**The task:** Copy out, exactly as written, only the line containing "For each instance of the foal's head" and the lines after it through the end of the records.

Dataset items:
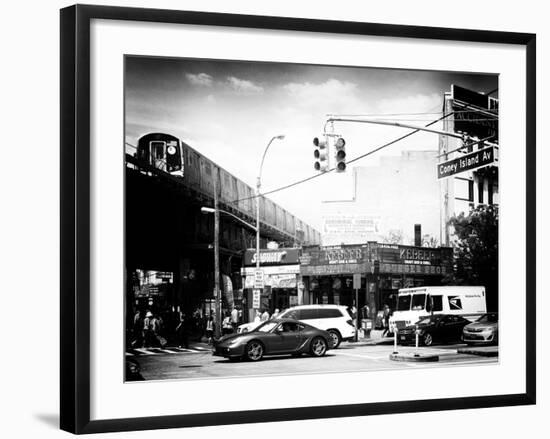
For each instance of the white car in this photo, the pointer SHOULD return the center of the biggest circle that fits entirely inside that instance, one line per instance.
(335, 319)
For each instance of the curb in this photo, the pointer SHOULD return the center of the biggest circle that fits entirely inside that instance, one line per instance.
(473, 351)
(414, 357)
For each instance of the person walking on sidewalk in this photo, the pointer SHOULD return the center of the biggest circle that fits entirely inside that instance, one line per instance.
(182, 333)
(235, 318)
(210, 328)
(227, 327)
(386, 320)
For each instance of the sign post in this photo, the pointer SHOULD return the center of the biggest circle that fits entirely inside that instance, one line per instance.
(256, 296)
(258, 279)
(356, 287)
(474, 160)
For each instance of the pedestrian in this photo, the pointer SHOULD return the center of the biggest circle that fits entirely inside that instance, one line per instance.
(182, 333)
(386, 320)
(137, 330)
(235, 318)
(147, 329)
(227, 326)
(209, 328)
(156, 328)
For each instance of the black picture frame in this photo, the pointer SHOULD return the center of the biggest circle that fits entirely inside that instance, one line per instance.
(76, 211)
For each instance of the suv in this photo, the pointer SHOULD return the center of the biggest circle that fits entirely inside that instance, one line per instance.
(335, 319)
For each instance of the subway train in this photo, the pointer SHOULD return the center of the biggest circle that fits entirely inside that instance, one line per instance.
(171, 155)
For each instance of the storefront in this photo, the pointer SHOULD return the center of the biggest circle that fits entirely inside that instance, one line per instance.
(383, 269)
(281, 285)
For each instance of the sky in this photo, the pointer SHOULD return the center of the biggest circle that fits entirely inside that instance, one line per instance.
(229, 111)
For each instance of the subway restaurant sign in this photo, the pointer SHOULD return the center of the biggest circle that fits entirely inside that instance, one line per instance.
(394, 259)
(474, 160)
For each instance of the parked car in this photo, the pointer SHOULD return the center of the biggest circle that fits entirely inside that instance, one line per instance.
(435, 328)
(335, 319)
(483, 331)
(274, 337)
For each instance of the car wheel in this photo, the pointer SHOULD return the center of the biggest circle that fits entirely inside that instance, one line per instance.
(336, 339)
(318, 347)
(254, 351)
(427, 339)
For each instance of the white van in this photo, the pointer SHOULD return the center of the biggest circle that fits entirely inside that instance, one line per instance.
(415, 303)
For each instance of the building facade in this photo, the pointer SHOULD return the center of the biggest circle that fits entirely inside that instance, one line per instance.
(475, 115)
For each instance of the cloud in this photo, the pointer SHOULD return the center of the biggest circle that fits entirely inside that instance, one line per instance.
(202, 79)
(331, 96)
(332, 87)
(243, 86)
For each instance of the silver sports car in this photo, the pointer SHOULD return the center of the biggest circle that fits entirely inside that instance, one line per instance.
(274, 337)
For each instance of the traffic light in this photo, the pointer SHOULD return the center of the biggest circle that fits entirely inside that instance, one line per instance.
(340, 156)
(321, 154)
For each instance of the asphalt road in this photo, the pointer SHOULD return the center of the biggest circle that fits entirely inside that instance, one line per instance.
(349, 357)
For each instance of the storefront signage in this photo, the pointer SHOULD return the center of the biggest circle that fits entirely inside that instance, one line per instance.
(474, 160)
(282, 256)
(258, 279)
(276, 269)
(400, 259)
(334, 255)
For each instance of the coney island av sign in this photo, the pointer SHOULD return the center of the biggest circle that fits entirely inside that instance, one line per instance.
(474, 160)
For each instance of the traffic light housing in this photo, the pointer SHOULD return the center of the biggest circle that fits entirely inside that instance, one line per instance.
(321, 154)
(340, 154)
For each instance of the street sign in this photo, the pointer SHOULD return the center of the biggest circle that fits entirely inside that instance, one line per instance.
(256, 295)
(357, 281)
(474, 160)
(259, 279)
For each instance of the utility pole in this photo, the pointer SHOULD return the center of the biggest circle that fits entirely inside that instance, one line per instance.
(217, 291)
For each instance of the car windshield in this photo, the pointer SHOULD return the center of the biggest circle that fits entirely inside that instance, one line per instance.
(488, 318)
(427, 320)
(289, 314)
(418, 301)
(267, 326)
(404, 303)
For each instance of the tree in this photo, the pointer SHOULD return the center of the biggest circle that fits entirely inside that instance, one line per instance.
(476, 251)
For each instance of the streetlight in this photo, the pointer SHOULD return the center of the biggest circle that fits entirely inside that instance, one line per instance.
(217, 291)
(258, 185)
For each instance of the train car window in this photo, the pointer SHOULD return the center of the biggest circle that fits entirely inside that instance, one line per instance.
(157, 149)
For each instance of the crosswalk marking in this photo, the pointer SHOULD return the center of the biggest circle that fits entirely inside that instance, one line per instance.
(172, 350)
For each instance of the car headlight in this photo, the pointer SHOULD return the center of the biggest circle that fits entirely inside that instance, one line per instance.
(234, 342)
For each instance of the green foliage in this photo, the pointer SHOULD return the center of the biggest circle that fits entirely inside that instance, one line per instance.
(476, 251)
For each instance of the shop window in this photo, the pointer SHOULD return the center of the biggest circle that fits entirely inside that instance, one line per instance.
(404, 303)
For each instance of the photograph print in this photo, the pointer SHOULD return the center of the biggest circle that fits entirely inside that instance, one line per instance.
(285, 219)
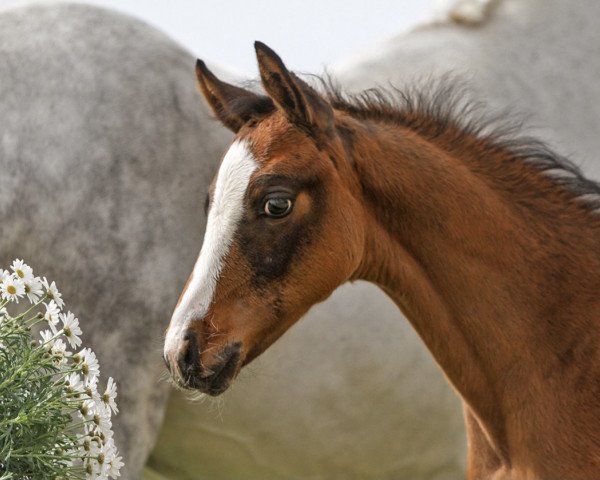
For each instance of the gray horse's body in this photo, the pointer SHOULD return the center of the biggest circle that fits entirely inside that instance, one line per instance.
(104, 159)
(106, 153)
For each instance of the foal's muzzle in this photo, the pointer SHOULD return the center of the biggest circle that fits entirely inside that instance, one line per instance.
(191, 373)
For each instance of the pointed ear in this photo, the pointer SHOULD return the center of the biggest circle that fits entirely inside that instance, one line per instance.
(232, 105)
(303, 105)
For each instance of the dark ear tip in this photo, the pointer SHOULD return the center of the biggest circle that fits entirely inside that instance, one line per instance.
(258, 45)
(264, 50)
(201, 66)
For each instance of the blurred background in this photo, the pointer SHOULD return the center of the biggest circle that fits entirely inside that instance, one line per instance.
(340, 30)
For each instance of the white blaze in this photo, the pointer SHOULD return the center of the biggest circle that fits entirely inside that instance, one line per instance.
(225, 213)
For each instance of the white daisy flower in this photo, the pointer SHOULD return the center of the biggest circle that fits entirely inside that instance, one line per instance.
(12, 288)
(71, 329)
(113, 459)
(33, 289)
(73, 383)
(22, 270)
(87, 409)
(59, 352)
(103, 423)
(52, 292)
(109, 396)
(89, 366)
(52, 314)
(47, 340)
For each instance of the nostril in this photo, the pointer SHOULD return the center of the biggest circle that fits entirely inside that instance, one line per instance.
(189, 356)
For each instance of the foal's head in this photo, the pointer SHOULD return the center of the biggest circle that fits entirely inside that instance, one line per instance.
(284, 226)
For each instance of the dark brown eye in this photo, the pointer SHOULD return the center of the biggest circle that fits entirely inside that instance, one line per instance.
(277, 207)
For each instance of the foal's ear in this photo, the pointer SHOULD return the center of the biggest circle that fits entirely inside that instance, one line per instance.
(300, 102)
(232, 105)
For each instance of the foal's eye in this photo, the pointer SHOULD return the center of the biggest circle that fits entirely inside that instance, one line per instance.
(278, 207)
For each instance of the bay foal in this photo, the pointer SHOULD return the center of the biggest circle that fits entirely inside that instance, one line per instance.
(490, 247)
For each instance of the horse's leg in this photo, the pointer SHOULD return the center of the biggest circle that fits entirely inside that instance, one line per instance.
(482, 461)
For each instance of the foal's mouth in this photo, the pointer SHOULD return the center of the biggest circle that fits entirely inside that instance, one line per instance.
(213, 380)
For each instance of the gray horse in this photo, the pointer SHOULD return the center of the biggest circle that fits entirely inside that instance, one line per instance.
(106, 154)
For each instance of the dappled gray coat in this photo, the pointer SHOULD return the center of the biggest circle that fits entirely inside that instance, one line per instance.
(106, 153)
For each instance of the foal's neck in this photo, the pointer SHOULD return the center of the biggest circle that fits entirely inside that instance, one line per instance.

**Right answer:**
For each instance of the foal's head in this photo, the pointer SHOULD return the center of the biggest circle that fits entirely inside that instance, one line per instance.
(284, 226)
For each instance of the dark brown eye in this photo, the pointer SHOULD return the center of the biggest circle that fits entirely inside that instance, one line per instance.
(277, 207)
For each instance of the foal's ear in this photo, the pointer SHOULD return the center of the biggest circle that fits entirely inside that instance, one line per instance.
(300, 102)
(232, 105)
For each instance of the foal's eye in this photo, the pointer SHOULD return the center of the biggest circle that fits entirely inside that instance, one line per instance.
(278, 207)
For each instance of the bay foal in this photo, the pointer SHOULD return the center of the biggest circle that fits entirely inside that instance, one line per instance.
(490, 247)
For each instance of the horse's leg in this photo, the pointer SHOULD return the center of the biggest circle that fits entirely inside that instance, one line per instance.
(482, 461)
For each instance of the foal's mouth in this photo, the pointer SHOULD return the center of the biggest circle that fits entirely inside that instance, one line per instance.
(213, 380)
For each instance of the gray horse in this photo, the pointer SHOULD return the center of the biggest circle that fits entirely inside that instance, one line per instance.
(106, 154)
For each instance of the dappled gray coat in this photo, the pointer SHOULD return the center of the biggest circle that fits entirely inside that instance, one line per instance.
(106, 153)
For each instance of the foal's neck in this photo, the pointer SHOULD return the center of the biggest circle that fits entirely inside that instance, one line per instance.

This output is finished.